*EXCERPT*.
####################

FabOhio Inc. originated serving the highly regulated Nuclear Industry in 1963. When invited to get involved with the Pharmaceutical Industry in 1993, we were well placed to support another heavily regulated industry. Consequently we were able to advance the application of flexible containment in the traditionally glass and steel environment.
At that time, there was autonomy to make changes not directly affecting product. Over time, the Regulatory Agencies changed their auditing approach by introducing Change Control which has stunted evolutionary developments since the turn of the century. We were fortunate to have a time period when we could collaborate with our pharmaceutical partners in testing multiple applications and generating statistically robust ‘rooms within rooms’ using flexible isolation barriers.
The flexible isolator approach was originally considered by the Occupational Health professionals to eliminate worker exposure. Testing rapidly showed this was achieved effectively but the major realization was effective materials containment impacted many areas of Regulatory oversight.
By isolating processes, all surrounding areas remain contaminant free. Furthermore, isolating systems prevents entry of external contaminants. This solves many pre-existing and laborious practices that raised Regulatory audit concerns impacting product integrity.

####################

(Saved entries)
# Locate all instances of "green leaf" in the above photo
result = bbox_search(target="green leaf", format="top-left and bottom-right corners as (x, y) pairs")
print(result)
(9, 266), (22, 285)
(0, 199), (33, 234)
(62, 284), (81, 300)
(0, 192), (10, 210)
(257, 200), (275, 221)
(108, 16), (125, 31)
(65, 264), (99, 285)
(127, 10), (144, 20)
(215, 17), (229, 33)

####################

*WHAT TO DO*.
• a. For each statement about the FabOhio text, decide whether it agrees with the text. Answer yes or no and quote the words of the text that decide it.
(i) FabOhio first served the nuclear industry in 1963.
(ii) Occupational Health professionals first considered the flexible isolator approach as a way to prevent product contamination.
(iii) Change Control was introduced by pharmaceutical companies.
• b. Answer these questions from the FabOhio text:
(i) In what year was FabOhio invited to get involved with the pharmaceutical industry?
(ii) What were used to generate the "rooms within rooms"?
(iii) According to the text, what does isolating systems prevent?
• c. Extend the FabOhio text about flexible containment, beginning after its last sentence.

*TASK RESPONSES*.
• a.
(i) Yes: "FabOhio Inc. originated serving the highly regulated Nuclear Industry in 1963."
(ii) No: "The flexible isolator approach was originally considered by the Occupational Health professionals to eliminate worker exposure."
(iii) No: "the Regulatory Agencies changed their auditing approach by introducing Change Control"

• b.
(i) 1993
(ii) Flexible isolation barriers
(iii) The entry of external contaminants

• c.
A high volume of statistical environmental control data in the form of monitoring flexible Isolators during simulated (agency dictated Operational Qualification), and both initial (Performance Qualification) and normal operations (Prolonged Performance Qualification) prove that flexible isolators help to keep a facility free from processing contaminants (down to as low as <0.04 ng/cu.m or <0.04 parts per trillion) meeting the most stringent regulatory criteria to date.
This result benefits many regulations in the US:
- FDA & EMA – product purity
- OSHA – no worker exposures
- EPA – resolves hazmat issues and large reductions in both solid and liquid waste manifests
- CPS – product integrity
In summary, a clean facility is both regulatorily and environmentally healthy and can be cost effectively achieved using flexible isolation barriers.